-- Document --

+ + + +

Finally, the steps of kernel principal component analysis are summarised as follows: a. Calculate the kernel matrix K. b. Calculate the eigenvalues and corresponding eigenvectors of K/n and extract the top r eigenvalue (according to the magnitude of the cumulative contribution), and normalise the eigenvectors. c. Calculate the projection of the samples.

The kernel function can be equated to the inner product of the feature space, which has the advantage that we do not need to know what the exact expression of ϕ is, but only the specific form of the kernel function. The kernel function is not randomly chosen, according to Mercer’s theorem, function K can be used as a kernel function is sufficiently necessary: the use of the input dataset K is semi-positive definite, common kernel functions include the following four: 1)

Linear kernel function: (21) $K (x, y) = x \cdot y$

2)

Polynomial kernel functions: (22) $K (x, y) = {(x \cdot y + θ)}^{q}$

3)

Gaussian kernel function: (23) $K (x, y) = \exp (- \frac{ǁ x - y ǁ^{2}}{2 σ^{2}})$

4)

Sigmoid kernel function: (24) $K (x, y) = \tanh (x \cdot y + θ)$

2.1.4

k-means clustering algorithm based on dimensionality reduction

1)

+ + + +

-- Short problem 1 --
Could you extract the portion of the kernel passage from "Finally, the steps" to "of the samples." word for word?
The records are unrelated to the kernel passage.

+ + + +

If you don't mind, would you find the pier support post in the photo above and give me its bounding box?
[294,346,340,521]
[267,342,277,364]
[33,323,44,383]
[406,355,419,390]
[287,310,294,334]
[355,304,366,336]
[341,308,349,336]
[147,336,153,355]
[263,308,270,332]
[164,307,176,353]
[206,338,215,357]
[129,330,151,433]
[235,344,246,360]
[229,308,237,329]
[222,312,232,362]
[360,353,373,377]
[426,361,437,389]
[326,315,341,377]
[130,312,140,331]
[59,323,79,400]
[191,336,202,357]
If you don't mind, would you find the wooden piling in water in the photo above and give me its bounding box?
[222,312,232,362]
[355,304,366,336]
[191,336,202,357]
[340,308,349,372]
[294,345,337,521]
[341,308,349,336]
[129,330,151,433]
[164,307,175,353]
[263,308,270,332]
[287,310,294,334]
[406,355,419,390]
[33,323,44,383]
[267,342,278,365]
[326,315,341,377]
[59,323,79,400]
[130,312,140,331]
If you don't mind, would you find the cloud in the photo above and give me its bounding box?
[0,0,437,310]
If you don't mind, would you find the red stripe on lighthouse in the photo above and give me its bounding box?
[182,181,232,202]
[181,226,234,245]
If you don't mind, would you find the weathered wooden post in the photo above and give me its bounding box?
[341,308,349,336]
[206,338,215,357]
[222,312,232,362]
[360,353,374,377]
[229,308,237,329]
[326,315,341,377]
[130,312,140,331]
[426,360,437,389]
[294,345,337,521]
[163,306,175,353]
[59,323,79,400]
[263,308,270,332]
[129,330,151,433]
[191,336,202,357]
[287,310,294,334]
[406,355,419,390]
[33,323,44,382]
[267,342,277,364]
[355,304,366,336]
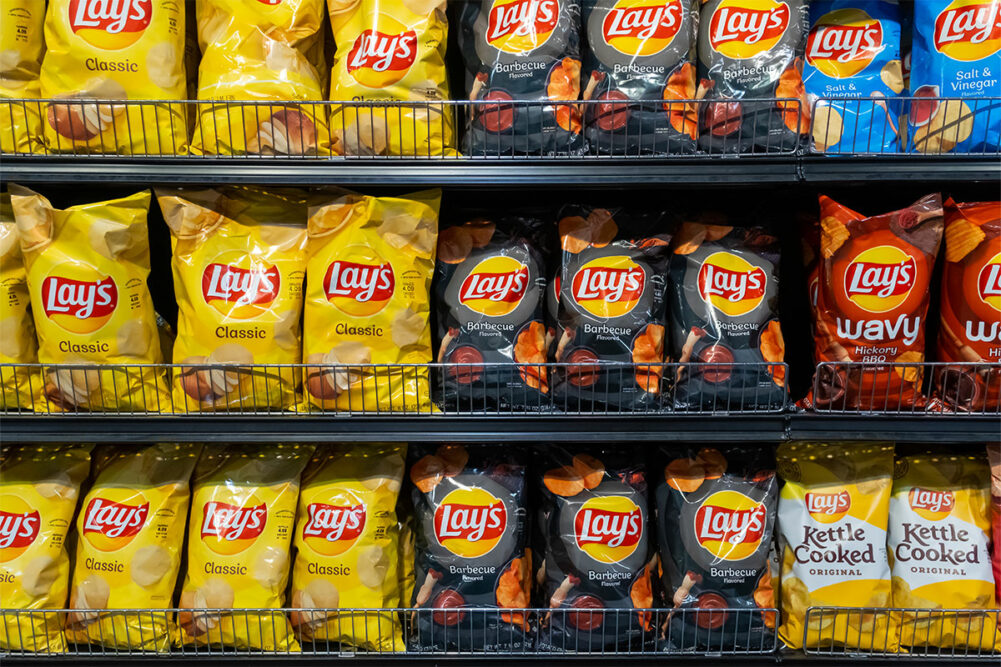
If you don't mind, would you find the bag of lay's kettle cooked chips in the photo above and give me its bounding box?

+ + + +

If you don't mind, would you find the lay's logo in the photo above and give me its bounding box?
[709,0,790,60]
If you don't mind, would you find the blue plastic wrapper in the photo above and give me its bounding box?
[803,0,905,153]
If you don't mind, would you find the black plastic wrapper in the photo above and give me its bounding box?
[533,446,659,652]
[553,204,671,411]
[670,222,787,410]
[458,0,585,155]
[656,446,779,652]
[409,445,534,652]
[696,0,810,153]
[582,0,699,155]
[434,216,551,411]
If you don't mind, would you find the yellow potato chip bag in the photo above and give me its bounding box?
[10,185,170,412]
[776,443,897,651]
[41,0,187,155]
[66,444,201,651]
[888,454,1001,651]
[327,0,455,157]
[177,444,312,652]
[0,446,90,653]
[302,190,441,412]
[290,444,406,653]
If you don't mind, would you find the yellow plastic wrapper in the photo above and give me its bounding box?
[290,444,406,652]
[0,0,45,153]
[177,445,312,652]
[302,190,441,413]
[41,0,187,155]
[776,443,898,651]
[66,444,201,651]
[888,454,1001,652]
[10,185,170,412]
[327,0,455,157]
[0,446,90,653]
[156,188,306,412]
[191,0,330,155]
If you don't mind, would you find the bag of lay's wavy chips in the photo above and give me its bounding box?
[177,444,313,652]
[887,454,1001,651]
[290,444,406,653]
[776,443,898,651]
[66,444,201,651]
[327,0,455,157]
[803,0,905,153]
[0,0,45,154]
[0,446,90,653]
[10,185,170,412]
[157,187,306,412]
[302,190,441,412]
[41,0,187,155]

+ + + +

-- Short problem 2 --
Could you copy the records verbatim from the line with "If you don't mind, would you find the pier" to the line with "of lay's kettle", leaving out the pictures?

-- Expected answer 1 --
Finally, the steps of kernel principal component analysis are summarised as follows: a. Calculate the kernel matrix K. b. Calculate the eigenvalues and corresponding eigenvectors of K/n and extract the top r eigenvalue (according to the magnitude of the cumulative contribution), and normalise the eigenvectors. c. Calculate the projection of the samples.

-- Expected answer 2 --
If you don't mind, would you find the pier support post in the photo above and give me its bounding box?
[294,346,340,521]
[267,342,277,364]
[33,323,44,383]
[406,355,419,390]
[287,310,294,334]
[355,304,366,336]
[341,308,349,336]
[147,336,153,355]
[263,308,270,332]
[164,307,176,353]
[206,338,215,357]
[129,330,151,433]
[235,344,246,360]
[229,308,237,329]
[222,312,232,362]
[360,353,373,377]
[426,361,437,389]
[326,315,341,377]
[130,312,140,331]
[59,323,79,400]
[191,336,202,357]
If you don't mind, would you find the wooden piling in water in the photo above and give me its bounding box?
[222,312,232,362]
[355,304,366,336]
[191,336,202,357]
[340,308,349,372]
[294,345,337,521]
[341,308,349,336]
[129,330,151,433]
[164,307,175,353]
[263,308,270,332]
[287,310,294,334]
[406,355,419,390]
[33,323,44,383]
[267,342,278,365]
[326,315,341,377]
[59,323,79,400]
[130,312,140,331]
If you don't mind, would you find the cloud in the photo above and give me its bounding box?
[0,0,437,310]
If you don't mind, would you find the red stripe on lighthouse in the photo above and give me its bounding box?
[182,181,232,202]
[181,226,234,245]
If you don't mind, would you find the weathered wooden post in the photo above and give me its bounding box?
[341,308,349,336]
[206,338,215,357]
[222,312,232,362]
[360,353,374,377]
[229,308,237,329]
[326,315,341,377]
[130,312,140,331]
[426,360,437,389]
[294,345,337,521]
[163,306,175,353]
[59,323,79,400]
[263,308,270,332]
[129,330,151,433]
[191,336,202,357]
[287,310,294,334]
[406,355,419,390]
[33,323,44,382]
[267,342,277,364]
[355,304,366,336]
If you don't mind, would you find the bag of lay's kettle cooked chips in the photo above and give me its bounding box?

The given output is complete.